── Material to process

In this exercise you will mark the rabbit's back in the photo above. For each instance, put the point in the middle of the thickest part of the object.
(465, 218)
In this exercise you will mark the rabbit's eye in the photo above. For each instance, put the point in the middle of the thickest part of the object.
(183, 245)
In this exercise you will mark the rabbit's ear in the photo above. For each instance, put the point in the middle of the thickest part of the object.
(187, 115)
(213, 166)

────
── Material to process

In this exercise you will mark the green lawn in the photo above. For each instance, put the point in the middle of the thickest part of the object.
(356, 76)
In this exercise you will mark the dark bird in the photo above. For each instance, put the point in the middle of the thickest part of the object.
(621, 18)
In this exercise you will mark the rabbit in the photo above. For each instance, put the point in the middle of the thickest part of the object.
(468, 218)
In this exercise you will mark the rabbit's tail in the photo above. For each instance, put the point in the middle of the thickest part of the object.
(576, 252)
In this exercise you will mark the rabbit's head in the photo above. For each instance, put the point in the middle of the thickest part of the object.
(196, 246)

────
── Material to process

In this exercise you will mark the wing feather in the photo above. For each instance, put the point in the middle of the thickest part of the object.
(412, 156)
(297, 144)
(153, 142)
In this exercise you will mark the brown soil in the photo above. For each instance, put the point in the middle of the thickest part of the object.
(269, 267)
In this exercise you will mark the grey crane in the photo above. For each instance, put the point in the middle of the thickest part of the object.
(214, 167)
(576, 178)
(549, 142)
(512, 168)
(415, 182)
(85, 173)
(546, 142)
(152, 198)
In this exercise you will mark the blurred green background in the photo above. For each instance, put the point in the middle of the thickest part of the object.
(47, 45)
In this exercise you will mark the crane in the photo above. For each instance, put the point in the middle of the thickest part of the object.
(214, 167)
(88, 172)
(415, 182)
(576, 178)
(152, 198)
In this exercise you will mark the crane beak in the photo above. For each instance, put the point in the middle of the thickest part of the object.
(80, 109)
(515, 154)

────

▶ Your objective
Show each line of the records above that contains the string "green". Treat uppercase and lowercase as different.

▶ Exercise output
In this exercise you will mark the green lawn in the photo above. For each instance, put the point in the middle of the thickest part of the object.
In this exercise you will mark the blurred green background in the photo above. For each instance, put the point in the middle of the thickest part of the object.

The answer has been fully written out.